▸ Material:
○ ○ ○ ○

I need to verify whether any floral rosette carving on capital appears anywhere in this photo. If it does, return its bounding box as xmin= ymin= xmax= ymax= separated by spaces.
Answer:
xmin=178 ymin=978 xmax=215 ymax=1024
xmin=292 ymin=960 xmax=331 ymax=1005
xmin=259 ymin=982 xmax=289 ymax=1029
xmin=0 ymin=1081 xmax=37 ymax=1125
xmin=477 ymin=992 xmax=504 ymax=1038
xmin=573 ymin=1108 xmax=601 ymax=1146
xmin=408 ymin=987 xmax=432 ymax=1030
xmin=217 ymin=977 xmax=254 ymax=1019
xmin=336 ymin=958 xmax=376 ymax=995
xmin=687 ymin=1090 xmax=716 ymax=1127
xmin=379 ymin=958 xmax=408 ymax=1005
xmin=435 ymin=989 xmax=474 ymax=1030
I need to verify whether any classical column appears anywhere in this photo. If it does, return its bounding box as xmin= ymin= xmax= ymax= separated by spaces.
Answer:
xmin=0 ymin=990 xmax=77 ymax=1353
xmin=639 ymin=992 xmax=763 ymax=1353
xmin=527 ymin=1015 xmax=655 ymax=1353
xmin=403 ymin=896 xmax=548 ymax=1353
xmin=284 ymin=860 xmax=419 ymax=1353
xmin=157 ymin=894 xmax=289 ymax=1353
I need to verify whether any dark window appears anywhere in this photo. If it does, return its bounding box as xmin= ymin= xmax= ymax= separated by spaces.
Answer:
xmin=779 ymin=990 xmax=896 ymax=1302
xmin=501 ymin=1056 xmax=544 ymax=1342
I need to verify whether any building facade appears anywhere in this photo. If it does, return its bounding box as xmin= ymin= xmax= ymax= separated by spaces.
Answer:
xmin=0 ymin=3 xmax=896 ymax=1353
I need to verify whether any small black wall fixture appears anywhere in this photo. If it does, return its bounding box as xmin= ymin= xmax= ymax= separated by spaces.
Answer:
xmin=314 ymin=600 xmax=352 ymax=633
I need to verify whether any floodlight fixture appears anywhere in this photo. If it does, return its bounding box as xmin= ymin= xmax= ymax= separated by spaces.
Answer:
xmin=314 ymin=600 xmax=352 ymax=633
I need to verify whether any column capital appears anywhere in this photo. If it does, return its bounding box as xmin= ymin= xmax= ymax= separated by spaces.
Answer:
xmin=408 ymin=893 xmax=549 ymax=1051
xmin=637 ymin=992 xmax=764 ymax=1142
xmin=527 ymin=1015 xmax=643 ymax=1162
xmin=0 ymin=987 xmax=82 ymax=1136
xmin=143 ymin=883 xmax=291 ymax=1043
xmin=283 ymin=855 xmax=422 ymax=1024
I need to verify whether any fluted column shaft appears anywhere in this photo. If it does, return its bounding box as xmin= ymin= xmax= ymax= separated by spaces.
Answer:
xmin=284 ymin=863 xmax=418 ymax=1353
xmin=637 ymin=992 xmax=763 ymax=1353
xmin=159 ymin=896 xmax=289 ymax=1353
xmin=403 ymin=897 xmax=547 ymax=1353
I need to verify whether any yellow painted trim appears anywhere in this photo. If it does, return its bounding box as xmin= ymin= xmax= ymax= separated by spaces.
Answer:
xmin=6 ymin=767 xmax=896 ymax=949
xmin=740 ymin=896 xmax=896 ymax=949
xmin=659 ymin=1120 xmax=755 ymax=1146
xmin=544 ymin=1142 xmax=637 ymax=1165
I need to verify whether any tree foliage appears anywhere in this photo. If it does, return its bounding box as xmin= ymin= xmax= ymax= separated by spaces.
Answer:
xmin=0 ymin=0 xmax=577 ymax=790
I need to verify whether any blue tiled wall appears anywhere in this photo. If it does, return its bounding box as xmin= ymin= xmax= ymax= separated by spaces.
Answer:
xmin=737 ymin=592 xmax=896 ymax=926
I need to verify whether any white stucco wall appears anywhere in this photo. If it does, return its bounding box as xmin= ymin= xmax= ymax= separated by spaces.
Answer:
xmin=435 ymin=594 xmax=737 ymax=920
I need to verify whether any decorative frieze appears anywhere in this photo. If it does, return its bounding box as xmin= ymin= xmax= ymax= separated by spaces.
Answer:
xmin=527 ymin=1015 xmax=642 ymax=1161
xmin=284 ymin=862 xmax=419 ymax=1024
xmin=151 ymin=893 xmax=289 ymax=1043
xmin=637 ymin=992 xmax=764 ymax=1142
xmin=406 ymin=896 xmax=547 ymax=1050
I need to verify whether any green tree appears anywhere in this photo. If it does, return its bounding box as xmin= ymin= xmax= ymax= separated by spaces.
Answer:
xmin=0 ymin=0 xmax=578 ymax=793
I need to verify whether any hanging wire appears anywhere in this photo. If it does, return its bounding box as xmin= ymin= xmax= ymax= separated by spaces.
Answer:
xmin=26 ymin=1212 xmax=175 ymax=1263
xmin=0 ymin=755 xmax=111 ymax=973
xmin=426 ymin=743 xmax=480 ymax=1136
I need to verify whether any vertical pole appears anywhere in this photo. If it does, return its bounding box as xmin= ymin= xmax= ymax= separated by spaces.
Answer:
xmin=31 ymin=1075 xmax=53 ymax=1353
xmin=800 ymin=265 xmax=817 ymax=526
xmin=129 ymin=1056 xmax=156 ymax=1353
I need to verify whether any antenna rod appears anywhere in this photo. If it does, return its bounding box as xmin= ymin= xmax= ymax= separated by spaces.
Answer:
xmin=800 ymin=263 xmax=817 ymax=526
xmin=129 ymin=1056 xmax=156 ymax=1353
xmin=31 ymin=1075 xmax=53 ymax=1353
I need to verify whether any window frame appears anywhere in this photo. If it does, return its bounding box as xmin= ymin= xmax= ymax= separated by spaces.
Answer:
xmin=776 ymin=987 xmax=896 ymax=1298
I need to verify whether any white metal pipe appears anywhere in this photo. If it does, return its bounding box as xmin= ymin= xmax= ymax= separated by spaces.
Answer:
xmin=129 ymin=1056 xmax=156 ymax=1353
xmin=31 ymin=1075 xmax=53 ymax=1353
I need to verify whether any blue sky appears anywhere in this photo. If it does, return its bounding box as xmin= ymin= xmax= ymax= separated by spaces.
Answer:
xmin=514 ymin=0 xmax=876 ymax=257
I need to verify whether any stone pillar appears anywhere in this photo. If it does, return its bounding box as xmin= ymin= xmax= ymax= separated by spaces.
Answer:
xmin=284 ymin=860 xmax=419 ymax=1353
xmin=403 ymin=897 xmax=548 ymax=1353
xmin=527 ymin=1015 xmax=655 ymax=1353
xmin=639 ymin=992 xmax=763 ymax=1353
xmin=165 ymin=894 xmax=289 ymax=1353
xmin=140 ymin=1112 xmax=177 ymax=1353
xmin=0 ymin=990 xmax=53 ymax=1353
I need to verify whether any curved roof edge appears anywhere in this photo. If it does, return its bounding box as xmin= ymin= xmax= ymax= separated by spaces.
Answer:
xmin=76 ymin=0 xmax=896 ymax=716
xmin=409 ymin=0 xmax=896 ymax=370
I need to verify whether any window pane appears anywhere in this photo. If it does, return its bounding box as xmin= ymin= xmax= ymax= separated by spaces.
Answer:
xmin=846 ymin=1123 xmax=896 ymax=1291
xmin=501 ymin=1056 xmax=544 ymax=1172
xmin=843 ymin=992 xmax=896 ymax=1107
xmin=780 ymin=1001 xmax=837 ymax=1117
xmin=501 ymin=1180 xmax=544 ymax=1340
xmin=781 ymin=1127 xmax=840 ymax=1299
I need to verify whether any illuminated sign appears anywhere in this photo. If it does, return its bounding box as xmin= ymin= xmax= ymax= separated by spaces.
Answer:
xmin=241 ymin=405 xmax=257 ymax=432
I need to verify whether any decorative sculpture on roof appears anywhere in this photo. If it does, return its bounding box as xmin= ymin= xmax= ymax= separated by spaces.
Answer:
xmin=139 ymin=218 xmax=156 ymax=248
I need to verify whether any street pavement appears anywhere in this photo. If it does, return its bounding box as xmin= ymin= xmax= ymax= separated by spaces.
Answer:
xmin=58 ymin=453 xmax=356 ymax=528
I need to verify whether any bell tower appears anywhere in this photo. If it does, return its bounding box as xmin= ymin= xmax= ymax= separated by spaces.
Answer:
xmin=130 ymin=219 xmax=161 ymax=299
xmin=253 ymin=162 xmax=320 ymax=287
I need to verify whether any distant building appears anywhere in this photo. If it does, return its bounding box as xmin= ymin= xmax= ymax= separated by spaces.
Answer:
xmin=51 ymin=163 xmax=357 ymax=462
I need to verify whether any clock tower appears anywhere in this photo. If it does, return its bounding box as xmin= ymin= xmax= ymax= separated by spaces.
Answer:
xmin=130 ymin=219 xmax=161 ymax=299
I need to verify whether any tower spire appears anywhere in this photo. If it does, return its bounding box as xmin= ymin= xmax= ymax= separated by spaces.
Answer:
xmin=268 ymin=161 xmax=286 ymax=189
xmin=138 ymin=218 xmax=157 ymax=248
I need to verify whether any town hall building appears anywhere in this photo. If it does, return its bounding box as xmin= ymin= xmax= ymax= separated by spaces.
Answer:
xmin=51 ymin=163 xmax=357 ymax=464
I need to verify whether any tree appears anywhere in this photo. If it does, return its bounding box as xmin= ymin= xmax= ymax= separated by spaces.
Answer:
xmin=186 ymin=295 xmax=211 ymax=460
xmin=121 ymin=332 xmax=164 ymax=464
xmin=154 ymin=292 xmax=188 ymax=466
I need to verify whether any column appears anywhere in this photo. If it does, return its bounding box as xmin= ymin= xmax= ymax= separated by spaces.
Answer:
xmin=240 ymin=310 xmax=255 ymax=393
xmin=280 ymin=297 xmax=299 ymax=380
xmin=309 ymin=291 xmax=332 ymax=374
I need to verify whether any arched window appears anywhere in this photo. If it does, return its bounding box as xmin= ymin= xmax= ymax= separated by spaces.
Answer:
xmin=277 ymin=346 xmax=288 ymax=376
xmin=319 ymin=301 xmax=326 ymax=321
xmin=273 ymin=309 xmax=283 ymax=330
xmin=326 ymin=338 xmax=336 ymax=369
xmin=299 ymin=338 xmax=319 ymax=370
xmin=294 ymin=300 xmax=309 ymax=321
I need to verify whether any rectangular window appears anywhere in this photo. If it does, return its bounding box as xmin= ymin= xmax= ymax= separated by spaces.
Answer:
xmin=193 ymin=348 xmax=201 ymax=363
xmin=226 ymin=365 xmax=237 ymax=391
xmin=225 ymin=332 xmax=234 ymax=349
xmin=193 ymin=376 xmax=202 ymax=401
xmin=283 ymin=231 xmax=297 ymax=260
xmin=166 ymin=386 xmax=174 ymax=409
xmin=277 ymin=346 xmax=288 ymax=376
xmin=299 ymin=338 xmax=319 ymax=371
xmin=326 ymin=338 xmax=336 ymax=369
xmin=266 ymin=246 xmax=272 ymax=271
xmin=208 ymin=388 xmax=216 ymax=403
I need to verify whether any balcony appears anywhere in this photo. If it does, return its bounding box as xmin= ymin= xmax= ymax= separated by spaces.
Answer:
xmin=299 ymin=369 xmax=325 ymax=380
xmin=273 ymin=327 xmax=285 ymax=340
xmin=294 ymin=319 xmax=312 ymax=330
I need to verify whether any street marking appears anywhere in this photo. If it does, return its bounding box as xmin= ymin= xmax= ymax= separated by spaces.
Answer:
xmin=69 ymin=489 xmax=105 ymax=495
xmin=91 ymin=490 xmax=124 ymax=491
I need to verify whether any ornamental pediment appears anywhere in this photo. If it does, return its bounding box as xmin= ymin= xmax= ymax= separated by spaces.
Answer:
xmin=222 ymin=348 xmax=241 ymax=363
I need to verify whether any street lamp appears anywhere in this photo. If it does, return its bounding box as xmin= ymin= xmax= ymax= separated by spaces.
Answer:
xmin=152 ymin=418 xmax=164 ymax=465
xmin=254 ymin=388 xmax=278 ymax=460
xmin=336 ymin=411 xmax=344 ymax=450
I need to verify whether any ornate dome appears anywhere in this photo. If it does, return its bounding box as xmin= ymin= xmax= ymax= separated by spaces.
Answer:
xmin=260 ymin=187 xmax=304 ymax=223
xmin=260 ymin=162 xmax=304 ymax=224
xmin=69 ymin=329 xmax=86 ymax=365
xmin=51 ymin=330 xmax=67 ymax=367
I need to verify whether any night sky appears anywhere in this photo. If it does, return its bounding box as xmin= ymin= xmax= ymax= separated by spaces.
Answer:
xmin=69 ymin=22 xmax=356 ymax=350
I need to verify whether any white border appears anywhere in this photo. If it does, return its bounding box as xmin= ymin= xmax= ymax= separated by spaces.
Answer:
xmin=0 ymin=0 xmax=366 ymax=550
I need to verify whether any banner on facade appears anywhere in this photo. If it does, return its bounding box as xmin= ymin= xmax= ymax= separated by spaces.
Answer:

○ ○ ○ ○

▸ What the exercise asks: Rewrite the records starting at the beginning and ending with the line containing "xmin=435 ymin=989 xmax=474 ymax=1030", both included and requests kept, scaling every bounding-box coordinate in the answers by 1.9 and rounding to whole numbers with halves rounded up. Give only those lines.

▸ Correct response:
I need to verify whether any floral rosette carving on capital appears anywhere in this photo. If it does, return its bounding box as xmin= ymin= xmax= ymax= separated by spaces.
Answer:
xmin=338 ymin=1858 xmax=409 ymax=1946
xmin=555 ymin=1824 xmax=629 ymax=1910
xmin=492 ymin=1866 xmax=549 ymax=1955
xmin=0 ymin=2054 xmax=70 ymax=2138
xmin=906 ymin=1885 xmax=958 ymax=1972
xmin=1089 ymin=2105 xmax=1142 ymax=2177
xmin=775 ymin=1875 xmax=821 ymax=1957
xmin=412 ymin=1856 xmax=483 ymax=1936
xmin=638 ymin=1820 xmax=714 ymax=1891
xmin=1305 ymin=2071 xmax=1360 ymax=2141
xmin=720 ymin=1820 xmax=775 ymax=1910
xmin=827 ymin=1879 xmax=901 ymax=1957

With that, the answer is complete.